EXERCISE PROMPT: Repeat every one of the entries below word for word, leaving out the pictures.

(Source entries)
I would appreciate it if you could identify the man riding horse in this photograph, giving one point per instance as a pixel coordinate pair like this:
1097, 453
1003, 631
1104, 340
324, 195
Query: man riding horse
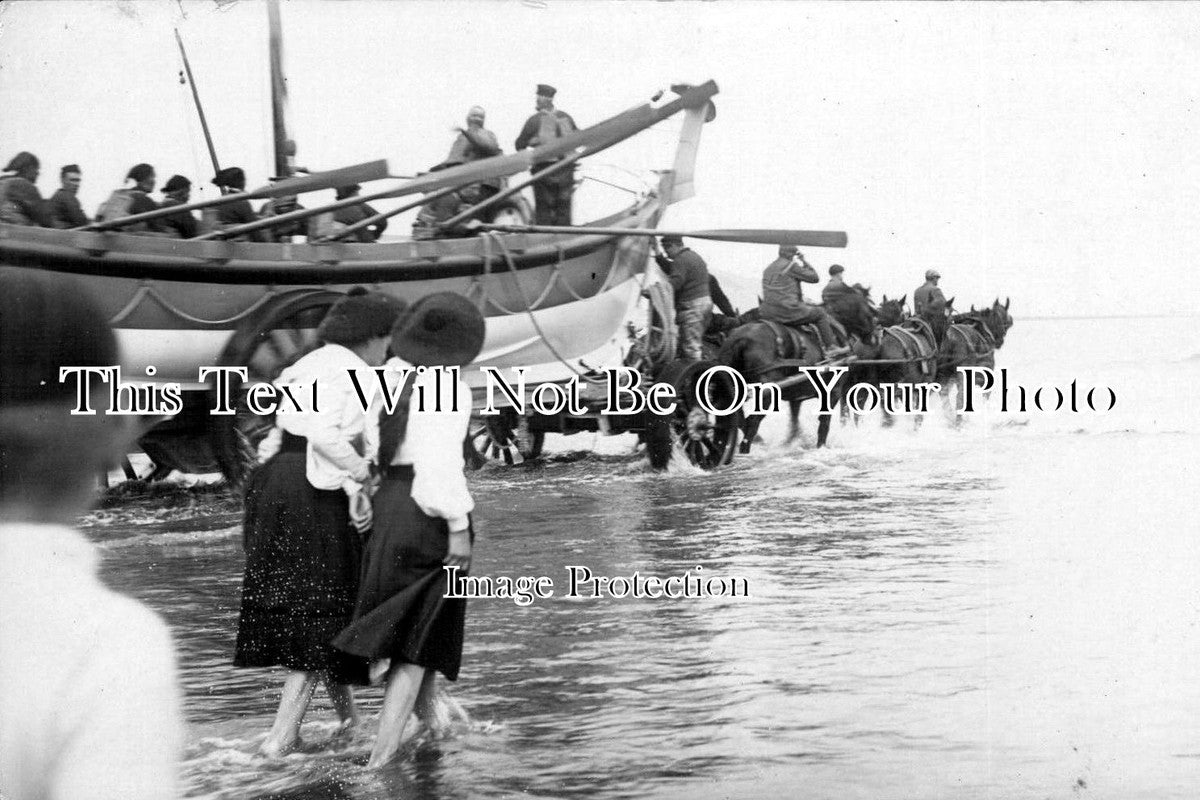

SOLVED EXERCISE:
I would appreciate it if you could identify the man riding horse in this photograph, giving one point per instance as a pixel coordinate pair like this:
1097, 453
1003, 631
1104, 340
324, 195
Query: man riding horse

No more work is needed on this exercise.